◆ Material supplied ◆
※ ※ ※
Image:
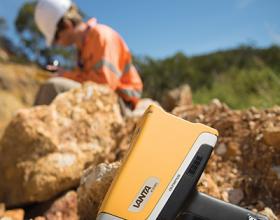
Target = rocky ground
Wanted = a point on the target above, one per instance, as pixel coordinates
(52, 157)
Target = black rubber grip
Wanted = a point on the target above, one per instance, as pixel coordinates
(204, 207)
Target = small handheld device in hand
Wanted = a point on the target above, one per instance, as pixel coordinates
(158, 176)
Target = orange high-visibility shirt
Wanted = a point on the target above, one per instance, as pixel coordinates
(106, 59)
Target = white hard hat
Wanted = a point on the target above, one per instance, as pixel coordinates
(47, 15)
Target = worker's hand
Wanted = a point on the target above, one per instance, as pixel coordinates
(52, 68)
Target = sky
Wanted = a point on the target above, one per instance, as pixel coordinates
(160, 28)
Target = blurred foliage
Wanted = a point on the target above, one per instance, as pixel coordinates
(241, 77)
(33, 42)
(3, 25)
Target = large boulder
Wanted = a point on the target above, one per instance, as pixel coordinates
(45, 149)
(92, 190)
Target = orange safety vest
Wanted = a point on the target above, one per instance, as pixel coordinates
(106, 59)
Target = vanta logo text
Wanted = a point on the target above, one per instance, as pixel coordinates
(142, 196)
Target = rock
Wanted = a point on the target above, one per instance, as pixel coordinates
(9, 105)
(16, 214)
(2, 209)
(271, 136)
(221, 149)
(45, 149)
(235, 196)
(269, 213)
(94, 185)
(177, 97)
(64, 208)
(276, 169)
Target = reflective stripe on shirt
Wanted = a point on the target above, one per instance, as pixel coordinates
(131, 92)
(109, 65)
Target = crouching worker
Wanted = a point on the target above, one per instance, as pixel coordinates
(103, 56)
※ ※ ※
◆ Task to carry out ◆
Copy out every line above word for word, leaving the picture out.

◆ Result ◆
Image:
Target = rocky ground
Wanted = a point on the target above, one per instance, as pixel coordinates
(52, 157)
Target = black rubber grip
Wanted = a point on the target above, one per instance, as pixel coordinates
(204, 207)
Target = small handheld device in hand
Wanted = a point on the target above, one per instance, as pixel coordinates
(158, 176)
Target = orange high-visibility shirt
Wanted = a point on the target above, one per instance, as pixel coordinates
(106, 59)
Target = white hard hat
Wanted = a point on the target above, one per instance, as pixel coordinates
(47, 15)
Target = worker's hand
Wanted = a point on the target above, one per instance, as pixel coordinates
(52, 68)
Target = sky
Wanted = a point on the target above, one per instance, as pixel coordinates
(160, 28)
Target = blurred foliage
Wanted = a point on the target above, one per instance, as pixel coordinates
(241, 77)
(33, 42)
(3, 25)
Target = large boulder
Wanted = a point on the target above, one per instance, as pixel coordinates
(45, 149)
(92, 190)
Target = orange safety vest
Wanted = a point on the target above, one per instance, as pixel coordinates
(106, 59)
Target = vanta logo text
Wanted = a point on the target above, one per instance, as pixel coordinates
(142, 196)
Target = rock
Wanted = a point on the target above, one per instance, as pixel coordinates
(9, 105)
(16, 214)
(2, 209)
(271, 136)
(221, 149)
(45, 149)
(235, 196)
(269, 213)
(94, 185)
(177, 97)
(64, 208)
(276, 169)
Target = reflective stripe on shirt
Wanted = a point on the target above, one per instance, as pixel coordinates
(131, 92)
(109, 65)
Target = crouching worker
Wanted = a point on the target above, one per instance, as pixel coordinates
(103, 56)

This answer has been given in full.